§ **Task to carry out**:
In the page text, can you rewrite the part that begins at "Once there were" and ends after "hummed of mystery.", changing "brook trout" to "rainbow trout"?

Tasmanian devil by Alexis Rockman

Once there were brook trout in the streams in the mountains. You could see them standing in the amber current where the white edges of their fins wimpled softly in the flow. They smelled of moss in your hand. Polished and muscular and torsional. On their backs were vermiculate patterns that were maps of the world in its becoming. Maps and Mazes. Of a thing which could not be put back. Not be made right again. In the deep glens where they lived all things were older than man and they hummed of mystery.

Cormac McCarthy. Final paragraph of The Road.

Cormac McCarthy’s The Road ends on a hopeful note. The sweet small boy has been taken in by a family of good people. In the first chapter a series of massive nuclear blasts had destroyed the whole world and, it’s inferred, most animal and plant life and most humans. What is honourable in humankind has survived though and there is a sense of some kind of renewal. But the cryptic final paragraph reveals that the world cannot be remade and can never again be a paradise. I first read the novel when it was newly published and I didn’t give much thought to what the world might have been like in the moments before the blasts. Then Al Gore winning the Nobel Peace Prize, along with environmental scientists from the United Nations, made me reconsider the notion of war. We’re already seeing small wars breaking out over food and water. In the last few days news stories about cloning and genetic manipulations, along with reading Margaret Atwood’s novel Oryx and Crake, have made me wonder if the natural world, in The Road, had already been destroyed beyond recognition before those fateful nuclear blasts.  

The coffee wars were over the new Happicuppa bean developed by a HelthWyzer subsidiary. Until then the individual coffee beans on each bush had ripened at different times and needed to be hand-picked processed and shipped in small quantities, but the Happicuppa coffee bush was designed so that ll of its beans would ripen simultaneously, and coffee could be grown on huge plantations and harvested with machines. This threw the small growers out of business and reduced both them and their labourers to starvation-level poverty. The resistance movement was global. Riots broke out, crops were burned, Happicuppa cafes were looted, Happicuppa personnel were car-bombed or kidnapped or shot by snipers or beaten to death by mobs; and, on the other side, peasants were massacred by the army.

Margaret Atwood. Oryx and Crake.

 Oryx and Crake is also strangely hopeful in the way that The Road is. Humankind has been destroyed through an act of biological terrorism, but a set of humanoid creatures that had been bred without artistic and religious impulses, begins to create images and develop a sense of the divine as they seek to understand their world. But the natural world had already been perverted and societies torn apart by genetic manipulations of plants and animals before all the humans died.

§ **The data**:
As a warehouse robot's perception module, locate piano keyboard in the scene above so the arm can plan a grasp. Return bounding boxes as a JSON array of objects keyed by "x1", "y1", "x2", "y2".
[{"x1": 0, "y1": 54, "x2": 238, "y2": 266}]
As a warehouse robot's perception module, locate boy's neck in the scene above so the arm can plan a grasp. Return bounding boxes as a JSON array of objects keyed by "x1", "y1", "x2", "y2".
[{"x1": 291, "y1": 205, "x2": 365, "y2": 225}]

§ **Task answer**:
Once there were rainbow trout in the streams in the mountains. You could see them standing in the amber current where the white edges of their fins wimpled softly in the flow. They smelled of moss in your hand. Polished and muscular and torsional. On their backs were vermiculate patterns that were maps of the world in its becoming. Maps and Mazes. Of a thing which could not be put back. Not be made right again. In the deep glens where they lived all things were older than man and they hummed of mystery.